* _STATED TASK_: Return each line below that contains the string "water", copying it unchanged.

* _DATA ENTRIES_:
----
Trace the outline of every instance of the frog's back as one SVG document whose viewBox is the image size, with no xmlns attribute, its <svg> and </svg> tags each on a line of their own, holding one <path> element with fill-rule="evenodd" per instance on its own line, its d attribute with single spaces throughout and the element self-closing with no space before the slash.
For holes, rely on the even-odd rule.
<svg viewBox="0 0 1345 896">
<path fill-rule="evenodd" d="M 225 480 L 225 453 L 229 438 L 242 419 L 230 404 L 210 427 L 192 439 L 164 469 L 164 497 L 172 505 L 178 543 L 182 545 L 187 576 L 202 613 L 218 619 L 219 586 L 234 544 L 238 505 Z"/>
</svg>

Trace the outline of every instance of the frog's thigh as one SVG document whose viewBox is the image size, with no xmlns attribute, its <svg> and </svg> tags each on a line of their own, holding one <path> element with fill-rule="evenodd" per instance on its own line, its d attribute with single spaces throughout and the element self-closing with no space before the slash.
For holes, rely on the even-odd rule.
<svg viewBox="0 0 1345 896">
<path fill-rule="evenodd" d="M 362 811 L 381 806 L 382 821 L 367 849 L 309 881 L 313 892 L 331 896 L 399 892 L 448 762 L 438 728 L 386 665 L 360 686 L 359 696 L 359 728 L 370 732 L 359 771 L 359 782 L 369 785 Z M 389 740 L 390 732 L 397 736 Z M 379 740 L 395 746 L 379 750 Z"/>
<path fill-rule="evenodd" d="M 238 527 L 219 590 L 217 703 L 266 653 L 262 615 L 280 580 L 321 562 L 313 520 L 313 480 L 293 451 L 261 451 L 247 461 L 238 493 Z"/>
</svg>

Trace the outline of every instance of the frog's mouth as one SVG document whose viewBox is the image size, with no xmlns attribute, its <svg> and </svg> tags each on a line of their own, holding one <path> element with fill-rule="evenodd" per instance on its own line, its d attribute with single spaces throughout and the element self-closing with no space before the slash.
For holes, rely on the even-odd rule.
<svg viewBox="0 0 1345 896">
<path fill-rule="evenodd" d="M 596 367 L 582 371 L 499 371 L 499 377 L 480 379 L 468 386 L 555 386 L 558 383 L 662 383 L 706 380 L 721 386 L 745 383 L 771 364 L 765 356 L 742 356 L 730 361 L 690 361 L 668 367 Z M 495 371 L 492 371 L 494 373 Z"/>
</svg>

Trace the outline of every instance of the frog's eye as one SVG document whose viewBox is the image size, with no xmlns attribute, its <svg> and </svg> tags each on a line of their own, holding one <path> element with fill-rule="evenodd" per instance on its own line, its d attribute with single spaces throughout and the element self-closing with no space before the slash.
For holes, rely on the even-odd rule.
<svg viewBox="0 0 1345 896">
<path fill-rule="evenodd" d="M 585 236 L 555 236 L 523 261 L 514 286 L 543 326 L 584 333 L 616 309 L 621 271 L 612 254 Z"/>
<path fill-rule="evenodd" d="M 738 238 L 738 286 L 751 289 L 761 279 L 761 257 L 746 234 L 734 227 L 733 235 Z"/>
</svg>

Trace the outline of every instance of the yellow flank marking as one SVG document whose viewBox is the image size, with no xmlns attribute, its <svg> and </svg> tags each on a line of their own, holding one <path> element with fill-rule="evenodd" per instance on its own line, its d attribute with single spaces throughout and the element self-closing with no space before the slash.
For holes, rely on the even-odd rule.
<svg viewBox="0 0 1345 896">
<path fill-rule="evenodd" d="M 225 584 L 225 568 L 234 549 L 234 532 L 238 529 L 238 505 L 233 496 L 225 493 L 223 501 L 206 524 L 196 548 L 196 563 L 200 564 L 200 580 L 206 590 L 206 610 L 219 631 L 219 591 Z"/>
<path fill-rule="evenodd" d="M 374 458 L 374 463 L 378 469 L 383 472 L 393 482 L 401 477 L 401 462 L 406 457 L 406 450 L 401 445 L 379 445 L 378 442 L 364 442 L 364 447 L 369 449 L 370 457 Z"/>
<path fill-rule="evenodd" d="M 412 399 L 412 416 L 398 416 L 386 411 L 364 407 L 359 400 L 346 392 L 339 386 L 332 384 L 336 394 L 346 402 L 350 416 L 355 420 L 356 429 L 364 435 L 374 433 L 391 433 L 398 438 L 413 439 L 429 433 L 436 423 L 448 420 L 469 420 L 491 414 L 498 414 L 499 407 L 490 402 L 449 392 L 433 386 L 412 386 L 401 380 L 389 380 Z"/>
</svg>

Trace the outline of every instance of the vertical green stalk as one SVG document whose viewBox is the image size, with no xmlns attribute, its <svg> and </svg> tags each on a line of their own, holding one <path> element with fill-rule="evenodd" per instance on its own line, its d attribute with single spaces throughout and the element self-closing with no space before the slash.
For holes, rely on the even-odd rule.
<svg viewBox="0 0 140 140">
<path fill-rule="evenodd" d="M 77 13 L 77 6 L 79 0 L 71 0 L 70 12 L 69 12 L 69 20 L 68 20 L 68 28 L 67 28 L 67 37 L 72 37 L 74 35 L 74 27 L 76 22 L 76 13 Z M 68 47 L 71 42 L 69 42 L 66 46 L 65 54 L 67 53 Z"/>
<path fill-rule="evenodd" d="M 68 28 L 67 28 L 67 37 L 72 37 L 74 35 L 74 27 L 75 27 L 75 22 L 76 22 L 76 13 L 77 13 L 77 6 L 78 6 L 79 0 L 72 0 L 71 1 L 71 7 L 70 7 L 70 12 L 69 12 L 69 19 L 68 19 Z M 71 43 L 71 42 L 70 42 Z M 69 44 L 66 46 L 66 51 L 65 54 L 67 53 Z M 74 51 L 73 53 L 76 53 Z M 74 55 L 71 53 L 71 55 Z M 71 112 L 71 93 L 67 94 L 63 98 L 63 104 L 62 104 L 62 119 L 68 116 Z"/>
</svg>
----
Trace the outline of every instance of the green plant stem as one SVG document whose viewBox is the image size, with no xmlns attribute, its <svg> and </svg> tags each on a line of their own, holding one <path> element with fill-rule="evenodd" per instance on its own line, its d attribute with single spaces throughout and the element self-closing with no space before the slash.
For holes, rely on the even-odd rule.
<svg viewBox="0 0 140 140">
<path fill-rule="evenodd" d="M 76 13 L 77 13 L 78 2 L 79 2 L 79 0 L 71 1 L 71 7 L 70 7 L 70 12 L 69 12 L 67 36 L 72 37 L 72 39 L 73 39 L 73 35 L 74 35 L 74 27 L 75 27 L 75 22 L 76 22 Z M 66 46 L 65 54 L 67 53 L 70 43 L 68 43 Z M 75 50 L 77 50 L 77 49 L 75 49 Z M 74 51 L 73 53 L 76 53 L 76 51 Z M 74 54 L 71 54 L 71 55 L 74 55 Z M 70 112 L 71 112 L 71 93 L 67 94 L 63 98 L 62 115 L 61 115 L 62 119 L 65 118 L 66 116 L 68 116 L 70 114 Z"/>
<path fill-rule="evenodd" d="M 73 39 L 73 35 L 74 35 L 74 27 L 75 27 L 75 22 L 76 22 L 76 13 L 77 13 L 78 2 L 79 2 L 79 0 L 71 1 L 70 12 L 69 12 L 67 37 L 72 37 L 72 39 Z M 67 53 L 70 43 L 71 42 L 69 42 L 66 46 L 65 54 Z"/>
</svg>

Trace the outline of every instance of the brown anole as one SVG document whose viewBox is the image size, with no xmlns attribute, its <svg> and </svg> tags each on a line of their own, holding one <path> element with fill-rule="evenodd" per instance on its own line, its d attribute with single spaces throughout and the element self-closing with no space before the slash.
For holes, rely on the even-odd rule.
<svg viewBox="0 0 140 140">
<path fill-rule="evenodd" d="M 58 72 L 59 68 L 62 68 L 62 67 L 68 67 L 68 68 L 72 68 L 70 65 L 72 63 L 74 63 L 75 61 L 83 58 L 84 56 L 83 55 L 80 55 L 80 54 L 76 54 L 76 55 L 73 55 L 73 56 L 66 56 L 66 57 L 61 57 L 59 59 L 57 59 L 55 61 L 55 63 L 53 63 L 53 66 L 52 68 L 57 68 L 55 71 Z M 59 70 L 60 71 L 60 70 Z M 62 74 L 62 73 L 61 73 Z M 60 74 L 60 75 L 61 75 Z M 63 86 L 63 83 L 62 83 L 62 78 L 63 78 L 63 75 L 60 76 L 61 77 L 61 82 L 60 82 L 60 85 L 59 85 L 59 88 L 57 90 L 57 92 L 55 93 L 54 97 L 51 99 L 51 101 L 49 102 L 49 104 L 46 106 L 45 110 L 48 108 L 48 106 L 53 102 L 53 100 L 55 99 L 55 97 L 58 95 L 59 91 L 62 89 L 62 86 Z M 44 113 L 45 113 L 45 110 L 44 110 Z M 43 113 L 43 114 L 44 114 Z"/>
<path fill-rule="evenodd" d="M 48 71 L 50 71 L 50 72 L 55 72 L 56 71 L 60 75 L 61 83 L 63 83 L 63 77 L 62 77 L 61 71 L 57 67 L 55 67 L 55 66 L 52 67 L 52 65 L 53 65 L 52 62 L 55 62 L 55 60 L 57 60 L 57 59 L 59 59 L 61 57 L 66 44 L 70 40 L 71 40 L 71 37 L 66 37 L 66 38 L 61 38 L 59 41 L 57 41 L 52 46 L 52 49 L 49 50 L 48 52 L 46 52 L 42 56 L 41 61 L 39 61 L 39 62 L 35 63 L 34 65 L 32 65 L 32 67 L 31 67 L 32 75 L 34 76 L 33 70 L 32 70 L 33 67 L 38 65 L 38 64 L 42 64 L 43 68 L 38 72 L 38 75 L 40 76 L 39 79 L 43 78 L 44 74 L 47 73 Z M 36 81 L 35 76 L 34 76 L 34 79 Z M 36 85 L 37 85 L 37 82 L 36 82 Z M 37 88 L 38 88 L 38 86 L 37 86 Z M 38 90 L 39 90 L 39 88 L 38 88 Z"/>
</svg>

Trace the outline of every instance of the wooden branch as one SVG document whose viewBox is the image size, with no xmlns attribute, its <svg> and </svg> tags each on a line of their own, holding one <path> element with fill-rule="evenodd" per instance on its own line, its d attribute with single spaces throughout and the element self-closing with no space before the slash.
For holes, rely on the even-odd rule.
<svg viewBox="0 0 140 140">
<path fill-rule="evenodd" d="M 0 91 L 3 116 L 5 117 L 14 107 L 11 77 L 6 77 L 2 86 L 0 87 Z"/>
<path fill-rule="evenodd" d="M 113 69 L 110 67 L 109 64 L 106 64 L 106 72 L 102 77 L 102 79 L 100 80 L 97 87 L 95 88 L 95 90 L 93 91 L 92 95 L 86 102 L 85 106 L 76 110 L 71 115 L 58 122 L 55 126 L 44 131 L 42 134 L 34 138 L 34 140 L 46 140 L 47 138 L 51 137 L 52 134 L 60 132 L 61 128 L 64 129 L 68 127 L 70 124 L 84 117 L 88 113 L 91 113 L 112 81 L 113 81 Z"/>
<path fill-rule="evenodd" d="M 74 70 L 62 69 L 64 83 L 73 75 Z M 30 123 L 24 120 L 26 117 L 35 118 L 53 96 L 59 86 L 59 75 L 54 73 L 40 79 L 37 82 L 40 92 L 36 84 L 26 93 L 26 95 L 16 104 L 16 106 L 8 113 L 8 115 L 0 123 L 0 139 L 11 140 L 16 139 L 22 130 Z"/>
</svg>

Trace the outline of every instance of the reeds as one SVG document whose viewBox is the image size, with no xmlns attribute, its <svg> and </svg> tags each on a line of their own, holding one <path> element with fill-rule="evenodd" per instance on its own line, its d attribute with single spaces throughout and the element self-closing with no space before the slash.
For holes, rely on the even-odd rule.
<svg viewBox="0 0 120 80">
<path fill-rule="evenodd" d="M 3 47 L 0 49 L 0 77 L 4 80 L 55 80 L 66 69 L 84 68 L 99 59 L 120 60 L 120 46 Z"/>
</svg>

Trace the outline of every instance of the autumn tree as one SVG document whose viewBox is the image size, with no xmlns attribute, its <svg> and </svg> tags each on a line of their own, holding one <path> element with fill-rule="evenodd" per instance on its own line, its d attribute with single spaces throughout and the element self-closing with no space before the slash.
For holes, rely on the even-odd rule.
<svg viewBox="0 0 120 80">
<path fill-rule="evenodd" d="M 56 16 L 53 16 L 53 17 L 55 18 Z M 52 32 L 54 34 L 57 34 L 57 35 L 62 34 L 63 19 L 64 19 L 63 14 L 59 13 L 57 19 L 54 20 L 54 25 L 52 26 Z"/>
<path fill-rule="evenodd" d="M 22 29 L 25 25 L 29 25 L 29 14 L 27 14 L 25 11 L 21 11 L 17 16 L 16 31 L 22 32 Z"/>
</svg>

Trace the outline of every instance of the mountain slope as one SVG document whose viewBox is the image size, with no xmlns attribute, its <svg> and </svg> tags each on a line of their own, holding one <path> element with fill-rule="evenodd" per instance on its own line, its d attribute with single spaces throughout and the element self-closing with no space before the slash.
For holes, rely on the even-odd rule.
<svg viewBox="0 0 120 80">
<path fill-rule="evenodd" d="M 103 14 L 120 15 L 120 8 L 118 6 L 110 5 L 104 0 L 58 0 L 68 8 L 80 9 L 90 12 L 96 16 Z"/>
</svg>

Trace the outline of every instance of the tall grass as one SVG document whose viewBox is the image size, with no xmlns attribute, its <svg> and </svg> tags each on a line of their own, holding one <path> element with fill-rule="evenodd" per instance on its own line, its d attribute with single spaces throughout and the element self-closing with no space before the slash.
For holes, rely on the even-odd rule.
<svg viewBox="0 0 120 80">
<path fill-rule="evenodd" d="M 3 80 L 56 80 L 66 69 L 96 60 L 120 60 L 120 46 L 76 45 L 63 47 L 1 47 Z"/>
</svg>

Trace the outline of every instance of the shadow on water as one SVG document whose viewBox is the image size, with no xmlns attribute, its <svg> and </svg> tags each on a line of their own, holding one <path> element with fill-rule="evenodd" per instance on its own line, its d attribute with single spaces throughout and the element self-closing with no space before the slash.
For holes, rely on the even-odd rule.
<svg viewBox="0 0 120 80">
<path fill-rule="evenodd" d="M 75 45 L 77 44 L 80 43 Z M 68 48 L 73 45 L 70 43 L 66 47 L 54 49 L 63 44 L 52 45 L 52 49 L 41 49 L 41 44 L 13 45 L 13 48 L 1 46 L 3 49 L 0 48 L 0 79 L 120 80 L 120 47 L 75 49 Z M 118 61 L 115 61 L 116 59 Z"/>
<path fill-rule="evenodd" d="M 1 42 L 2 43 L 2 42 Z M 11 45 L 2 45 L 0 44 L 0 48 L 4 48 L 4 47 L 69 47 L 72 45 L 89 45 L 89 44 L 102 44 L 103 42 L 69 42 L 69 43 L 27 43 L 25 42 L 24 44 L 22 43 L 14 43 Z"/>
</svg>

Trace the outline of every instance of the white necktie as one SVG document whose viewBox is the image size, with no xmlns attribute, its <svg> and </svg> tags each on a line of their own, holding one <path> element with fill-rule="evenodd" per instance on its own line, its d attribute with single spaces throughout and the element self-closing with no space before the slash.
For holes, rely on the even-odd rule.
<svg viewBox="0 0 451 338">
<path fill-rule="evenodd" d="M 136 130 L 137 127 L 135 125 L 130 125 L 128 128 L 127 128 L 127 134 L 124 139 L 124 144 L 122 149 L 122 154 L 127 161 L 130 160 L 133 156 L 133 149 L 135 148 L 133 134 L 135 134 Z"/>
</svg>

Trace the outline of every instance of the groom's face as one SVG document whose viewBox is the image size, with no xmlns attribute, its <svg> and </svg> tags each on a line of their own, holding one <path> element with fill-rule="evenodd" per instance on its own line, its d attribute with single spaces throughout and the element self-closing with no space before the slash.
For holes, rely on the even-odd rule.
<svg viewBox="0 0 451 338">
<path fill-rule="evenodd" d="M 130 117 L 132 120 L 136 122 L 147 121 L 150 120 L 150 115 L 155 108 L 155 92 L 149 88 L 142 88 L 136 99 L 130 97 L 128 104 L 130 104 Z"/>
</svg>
----
* _WORKED ANSWER_:
Trace the outline of every instance of the shadow on water as one SVG document whose viewBox is the image size, with no xmlns attribute, its <svg> and </svg> tags each on a line of their own, holding one <path> element with fill-rule="evenodd" per instance on its own line, its d attribute with single spaces throughout and the element self-closing with no space before the slash.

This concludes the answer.